• _Aim of the exercise_
Copy nothing but the text: repeat each entry exactly and drop the images.

** start **

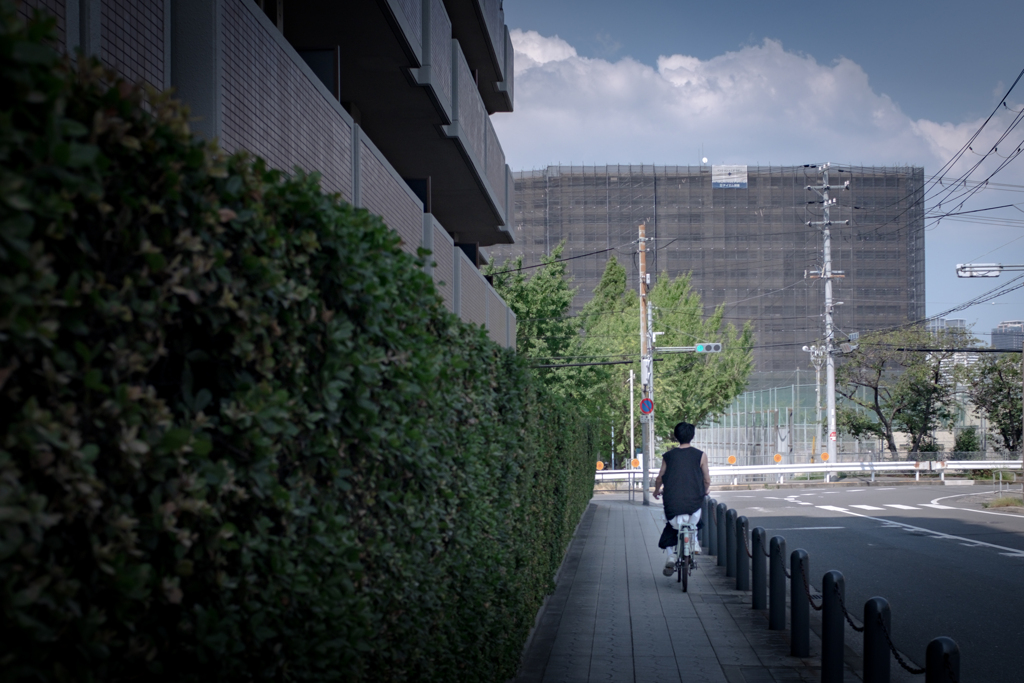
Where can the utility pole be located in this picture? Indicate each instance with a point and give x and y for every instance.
(646, 367)
(633, 449)
(826, 274)
(817, 359)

** end **

• _Full response_
Where can the utility pole be located in this picture? Indicate each instance with a point and give x and y for every instance.
(646, 367)
(633, 449)
(826, 274)
(817, 359)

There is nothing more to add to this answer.